(Entries from an annotation dataset)
━━━

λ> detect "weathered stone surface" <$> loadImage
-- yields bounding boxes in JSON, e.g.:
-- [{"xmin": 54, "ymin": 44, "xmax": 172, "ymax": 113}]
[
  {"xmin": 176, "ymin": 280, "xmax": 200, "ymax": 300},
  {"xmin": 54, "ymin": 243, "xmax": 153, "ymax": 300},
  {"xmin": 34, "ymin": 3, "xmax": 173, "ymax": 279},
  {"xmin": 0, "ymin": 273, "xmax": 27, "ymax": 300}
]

━━━

__WHAT IS EXPECTED__
Write out every line of the material above verbatim.

__THE OUTPUT__
λ> detect "weathered stone surface" <$> loadImage
-- yields bounding boxes in JSON, e.g.:
-- [{"xmin": 54, "ymin": 44, "xmax": 172, "ymax": 113}]
[
  {"xmin": 176, "ymin": 280, "xmax": 200, "ymax": 300},
  {"xmin": 54, "ymin": 243, "xmax": 153, "ymax": 300},
  {"xmin": 34, "ymin": 3, "xmax": 173, "ymax": 279},
  {"xmin": 0, "ymin": 273, "xmax": 27, "ymax": 300}
]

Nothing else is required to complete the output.